### Assignment
In the text on native wildlife and landscapes below, which two kinds of animals can visitors learn about at the Bat Hospital's visitor centre?

### Extracted text
════════════════════
NATIVE WILDLIFE & STUNNING LANDSCAPES
Playful platypus, dancing Brolgas and cute tree kangaroos are just some of the unique Australian wildlife you can encounter in the region. Viewing and studying wildlife is made possible by a network of National Parks, bushwalks, wildlife spotting tours and the knowledgeable interest of so many local people. The Bat Hospital in Atherton is internationally known and has a visitor centre where you can see and learn more about microbats and flying foxes. You can also see wildlife at excellent attractions such as Skyrail Rainforest Cableway and Hartley’s Crocodile Adventures. If you look very hard, you may spot a Lumholtz’s or Bennett’s Tree Kangaroo up high in the branches or platypus in freshwater lagoons.
════════════════════
### Data extracts
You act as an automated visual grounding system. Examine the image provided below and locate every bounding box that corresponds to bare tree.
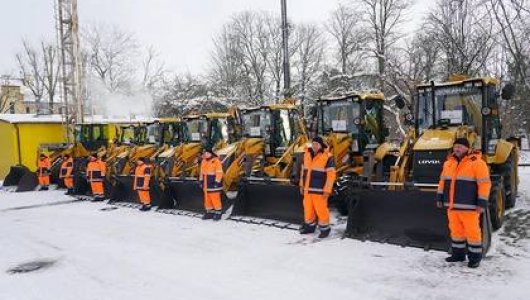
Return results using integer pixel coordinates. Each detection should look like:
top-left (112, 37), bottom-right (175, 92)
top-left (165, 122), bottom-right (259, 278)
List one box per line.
top-left (39, 42), bottom-right (61, 109)
top-left (82, 25), bottom-right (138, 92)
top-left (426, 0), bottom-right (495, 76)
top-left (209, 24), bottom-right (248, 99)
top-left (142, 46), bottom-right (167, 92)
top-left (16, 41), bottom-right (45, 103)
top-left (294, 24), bottom-right (325, 103)
top-left (326, 4), bottom-right (367, 74)
top-left (357, 0), bottom-right (410, 90)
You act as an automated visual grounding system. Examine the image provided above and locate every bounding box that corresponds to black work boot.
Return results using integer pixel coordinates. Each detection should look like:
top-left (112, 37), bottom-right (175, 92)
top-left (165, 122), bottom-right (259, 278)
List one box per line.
top-left (213, 210), bottom-right (223, 221)
top-left (202, 211), bottom-right (213, 220)
top-left (445, 240), bottom-right (466, 262)
top-left (92, 195), bottom-right (105, 202)
top-left (140, 204), bottom-right (151, 211)
top-left (318, 225), bottom-right (331, 239)
top-left (299, 223), bottom-right (317, 234)
top-left (467, 244), bottom-right (482, 269)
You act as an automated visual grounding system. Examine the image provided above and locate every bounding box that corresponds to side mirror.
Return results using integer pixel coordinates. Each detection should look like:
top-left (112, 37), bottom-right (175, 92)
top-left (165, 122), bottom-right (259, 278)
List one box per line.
top-left (405, 113), bottom-right (414, 125)
top-left (391, 95), bottom-right (406, 109)
top-left (381, 128), bottom-right (390, 138)
top-left (501, 83), bottom-right (515, 100)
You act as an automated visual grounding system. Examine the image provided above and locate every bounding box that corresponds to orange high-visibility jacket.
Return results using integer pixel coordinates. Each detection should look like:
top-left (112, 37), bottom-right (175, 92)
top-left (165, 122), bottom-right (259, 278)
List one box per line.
top-left (87, 159), bottom-right (107, 182)
top-left (37, 156), bottom-right (52, 176)
top-left (300, 147), bottom-right (337, 195)
top-left (59, 158), bottom-right (74, 178)
top-left (199, 157), bottom-right (223, 193)
top-left (437, 151), bottom-right (491, 210)
top-left (134, 164), bottom-right (152, 191)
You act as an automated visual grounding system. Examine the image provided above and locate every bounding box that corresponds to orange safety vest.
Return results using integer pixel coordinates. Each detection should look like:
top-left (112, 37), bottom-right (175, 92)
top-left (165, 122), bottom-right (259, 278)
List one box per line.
top-left (437, 151), bottom-right (491, 210)
top-left (59, 158), bottom-right (74, 178)
top-left (199, 157), bottom-right (223, 193)
top-left (87, 159), bottom-right (107, 182)
top-left (300, 147), bottom-right (337, 195)
top-left (37, 157), bottom-right (52, 176)
top-left (134, 164), bottom-right (152, 191)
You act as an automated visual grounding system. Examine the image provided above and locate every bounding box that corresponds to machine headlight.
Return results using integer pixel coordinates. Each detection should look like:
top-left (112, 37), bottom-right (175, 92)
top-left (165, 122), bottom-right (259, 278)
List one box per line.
top-left (482, 107), bottom-right (491, 116)
top-left (351, 140), bottom-right (359, 152)
top-left (487, 140), bottom-right (498, 155)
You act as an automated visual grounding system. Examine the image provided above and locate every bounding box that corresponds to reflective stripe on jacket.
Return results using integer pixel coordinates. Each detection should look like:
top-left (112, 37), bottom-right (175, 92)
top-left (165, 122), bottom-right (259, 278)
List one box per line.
top-left (300, 148), bottom-right (337, 195)
top-left (87, 159), bottom-right (107, 182)
top-left (437, 152), bottom-right (491, 210)
top-left (37, 157), bottom-right (52, 176)
top-left (59, 158), bottom-right (74, 178)
top-left (199, 157), bottom-right (223, 192)
top-left (134, 164), bottom-right (152, 191)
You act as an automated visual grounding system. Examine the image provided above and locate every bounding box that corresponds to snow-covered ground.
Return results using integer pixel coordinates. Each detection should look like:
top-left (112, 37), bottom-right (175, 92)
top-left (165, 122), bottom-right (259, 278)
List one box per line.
top-left (0, 168), bottom-right (530, 300)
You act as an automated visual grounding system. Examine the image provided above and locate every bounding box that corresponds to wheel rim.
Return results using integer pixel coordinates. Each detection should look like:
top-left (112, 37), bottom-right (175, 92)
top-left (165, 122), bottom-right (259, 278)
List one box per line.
top-left (496, 189), bottom-right (504, 220)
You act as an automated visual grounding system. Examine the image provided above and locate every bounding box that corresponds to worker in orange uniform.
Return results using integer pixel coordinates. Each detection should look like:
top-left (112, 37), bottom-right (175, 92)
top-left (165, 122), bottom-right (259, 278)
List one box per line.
top-left (437, 138), bottom-right (491, 268)
top-left (37, 153), bottom-right (52, 191)
top-left (87, 153), bottom-right (107, 201)
top-left (300, 136), bottom-right (337, 238)
top-left (59, 154), bottom-right (74, 195)
top-left (199, 148), bottom-right (223, 221)
top-left (134, 157), bottom-right (153, 211)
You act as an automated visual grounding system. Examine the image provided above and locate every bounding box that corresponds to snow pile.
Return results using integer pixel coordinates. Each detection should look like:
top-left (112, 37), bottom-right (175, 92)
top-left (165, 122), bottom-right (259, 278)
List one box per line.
top-left (0, 169), bottom-right (530, 300)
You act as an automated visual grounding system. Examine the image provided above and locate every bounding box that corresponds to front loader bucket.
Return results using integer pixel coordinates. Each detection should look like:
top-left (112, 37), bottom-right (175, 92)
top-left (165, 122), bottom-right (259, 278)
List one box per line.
top-left (166, 178), bottom-right (233, 213)
top-left (50, 159), bottom-right (66, 189)
top-left (110, 175), bottom-right (140, 203)
top-left (346, 190), bottom-right (492, 253)
top-left (3, 165), bottom-right (30, 186)
top-left (346, 190), bottom-right (449, 251)
top-left (4, 165), bottom-right (39, 192)
top-left (232, 180), bottom-right (304, 224)
top-left (110, 175), bottom-right (166, 208)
════════════════════
### Answer area
Microbats and flying foxes.